--- start of SELECTED TEXT ---

When people see something they are ignorant of, they have a habit of rejecting
it and scoffing at those who know about it. This all too true for matters of Islamic
Law. Many people reject something that is correct simply because they do not know
about it. When we were small children, we used to laugh at people who prayed with
their shoes on. We chided that they were afraid their shoes would be stolen.
Later on, we learned that this was a Sunnah of our Prophet (peace be upon him)
recorded in Sahîh al-Bukhârî
. We learned that Anas
was asked if the Prophet (peace be upon him) used to pray with his sandals on
and we learned how that eminent companion responded with a definitive “yes”.
We learned that the Prophet (peace be upon him) said: “When one of you arrives
at the mosque, he should look at his sandals and if he sees some filth on them,
he should scrape it off on the ground and then pray with his sandals on.”
This is but one small example.
Some scholars had said: “There was no one in the city of Kufah more prone
to reject hadîth reports than al-Nakha`î due to his infrequently hearing
them, and there was no one who followed hadîth reports more keenly than
al-Sha`bî due to how frequently he heard them.” This shows the value
of having familiarity with a subject and specialized knowledge.
Making good judgments and corrections is the role of the specialist whose specialized
knowledge gives him the ability to discern the truth and make sound decisions.
Sadly, many of the people who speak on general Islamic issues have little experience
with authentic Islamic scholarship. Many of them have no more than a most basic
understanding of Islamic “culture”. The problem is not that they speak
like everyone else, but that some of them fancy themselves to be Islamic reformers.

--- end of SELECTED TEXT ---
--- start of ENTRIES PROVIDED ---

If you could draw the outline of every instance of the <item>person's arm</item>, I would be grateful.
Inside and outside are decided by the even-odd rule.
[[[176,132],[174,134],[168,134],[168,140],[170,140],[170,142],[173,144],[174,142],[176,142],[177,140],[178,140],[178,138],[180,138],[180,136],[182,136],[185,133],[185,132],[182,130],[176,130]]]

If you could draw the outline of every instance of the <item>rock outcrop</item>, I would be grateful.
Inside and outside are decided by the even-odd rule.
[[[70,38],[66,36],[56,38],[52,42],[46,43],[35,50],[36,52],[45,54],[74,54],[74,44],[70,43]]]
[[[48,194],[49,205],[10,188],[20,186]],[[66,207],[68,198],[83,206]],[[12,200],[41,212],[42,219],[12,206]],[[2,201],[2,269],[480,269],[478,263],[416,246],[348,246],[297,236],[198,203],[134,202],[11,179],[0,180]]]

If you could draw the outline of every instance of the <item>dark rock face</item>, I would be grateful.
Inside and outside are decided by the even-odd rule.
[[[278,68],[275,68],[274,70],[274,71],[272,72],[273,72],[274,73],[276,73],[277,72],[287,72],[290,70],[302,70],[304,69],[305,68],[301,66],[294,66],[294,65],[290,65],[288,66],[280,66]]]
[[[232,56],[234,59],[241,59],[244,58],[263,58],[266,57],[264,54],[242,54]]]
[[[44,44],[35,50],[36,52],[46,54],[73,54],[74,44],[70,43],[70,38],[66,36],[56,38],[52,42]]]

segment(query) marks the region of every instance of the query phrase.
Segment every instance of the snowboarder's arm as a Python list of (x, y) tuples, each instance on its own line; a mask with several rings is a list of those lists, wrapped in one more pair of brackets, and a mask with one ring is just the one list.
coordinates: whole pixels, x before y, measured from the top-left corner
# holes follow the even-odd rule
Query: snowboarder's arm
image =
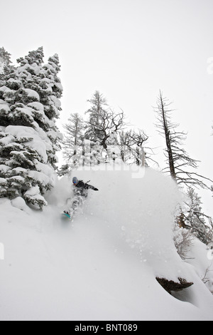
[(87, 190), (90, 189), (90, 190), (93, 190), (94, 191), (98, 191), (99, 190), (97, 188), (94, 187), (92, 185), (85, 184), (85, 186), (87, 187)]

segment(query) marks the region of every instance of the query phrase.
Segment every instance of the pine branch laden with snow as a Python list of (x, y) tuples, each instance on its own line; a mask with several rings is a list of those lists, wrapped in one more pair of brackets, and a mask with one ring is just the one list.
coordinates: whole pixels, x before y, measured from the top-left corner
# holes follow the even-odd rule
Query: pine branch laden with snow
[(39, 209), (54, 185), (62, 139), (55, 124), (62, 92), (58, 56), (45, 65), (43, 58), (39, 48), (16, 68), (8, 60), (0, 81), (0, 197), (21, 196)]

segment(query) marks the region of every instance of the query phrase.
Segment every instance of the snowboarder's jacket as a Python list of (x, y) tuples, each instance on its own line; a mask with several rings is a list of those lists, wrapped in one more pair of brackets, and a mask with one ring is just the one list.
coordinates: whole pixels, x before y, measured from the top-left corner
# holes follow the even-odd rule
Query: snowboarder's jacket
[(84, 197), (87, 196), (87, 190), (93, 190), (94, 191), (98, 191), (98, 189), (89, 185), (87, 182), (84, 182), (83, 180), (79, 180), (79, 182), (75, 185), (75, 187), (77, 187), (77, 193), (83, 195)]

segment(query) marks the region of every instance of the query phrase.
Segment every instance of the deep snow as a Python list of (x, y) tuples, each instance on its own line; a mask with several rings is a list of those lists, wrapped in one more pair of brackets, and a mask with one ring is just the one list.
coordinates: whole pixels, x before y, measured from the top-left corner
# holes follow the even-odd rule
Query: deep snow
[[(141, 178), (131, 170), (75, 175), (99, 191), (89, 191), (73, 222), (60, 217), (71, 176), (58, 180), (43, 212), (0, 200), (0, 319), (212, 320), (213, 296), (201, 280), (212, 262), (206, 246), (195, 240), (184, 262), (173, 242), (175, 183), (151, 169)], [(194, 285), (175, 297), (156, 276)]]

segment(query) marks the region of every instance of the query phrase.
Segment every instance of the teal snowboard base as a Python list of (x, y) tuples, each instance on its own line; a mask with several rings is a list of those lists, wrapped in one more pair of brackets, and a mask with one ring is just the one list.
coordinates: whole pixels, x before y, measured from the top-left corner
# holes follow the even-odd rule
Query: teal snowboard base
[(69, 214), (67, 214), (67, 213), (62, 213), (62, 215), (63, 217), (65, 217), (65, 219), (70, 219), (71, 220), (71, 217), (70, 215), (69, 215)]

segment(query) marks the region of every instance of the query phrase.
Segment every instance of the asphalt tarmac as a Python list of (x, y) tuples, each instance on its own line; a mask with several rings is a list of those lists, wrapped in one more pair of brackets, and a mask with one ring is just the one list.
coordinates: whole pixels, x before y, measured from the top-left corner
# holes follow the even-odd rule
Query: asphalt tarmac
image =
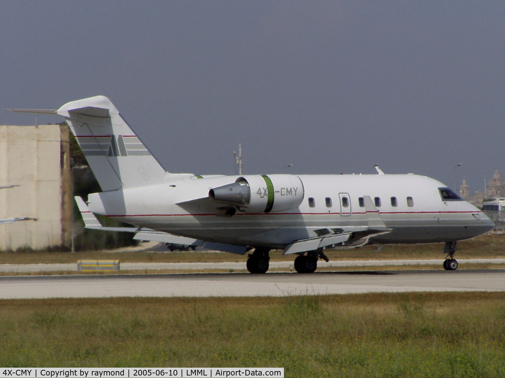
[(0, 277), (0, 298), (505, 291), (505, 269)]
[[(293, 258), (293, 260), (294, 260)], [(438, 265), (442, 267), (444, 259), (433, 258), (423, 260), (348, 260), (330, 261), (322, 260), (318, 261), (319, 268), (331, 266), (381, 266), (385, 265)], [(504, 264), (505, 258), (468, 258), (458, 259), (458, 262), (465, 263)], [(293, 262), (272, 261), (271, 268), (287, 268), (294, 269)], [(243, 262), (121, 262), (122, 271), (171, 270), (190, 271), (209, 269), (233, 269), (240, 271), (245, 269), (245, 261)], [(77, 264), (1, 264), (0, 272), (76, 272)]]

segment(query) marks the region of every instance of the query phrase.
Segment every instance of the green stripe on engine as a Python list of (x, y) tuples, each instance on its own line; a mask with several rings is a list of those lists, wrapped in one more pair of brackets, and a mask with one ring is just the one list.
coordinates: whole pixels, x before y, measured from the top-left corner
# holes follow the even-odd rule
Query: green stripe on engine
[(274, 207), (274, 184), (272, 183), (270, 178), (266, 175), (262, 175), (261, 177), (267, 184), (267, 190), (268, 190), (268, 200), (267, 201), (267, 207), (265, 208), (265, 212), (270, 212)]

--- end of ENTRIES PROVIDED ---

*WHAT TO WORK ON*. According to the passage on rejecting unfamiliar knowledge, who was the person in Kufah most prone to reject hadîth reports, and why?

*THE RESPONSE*. Al-Nakha`î, because he infrequently heard them.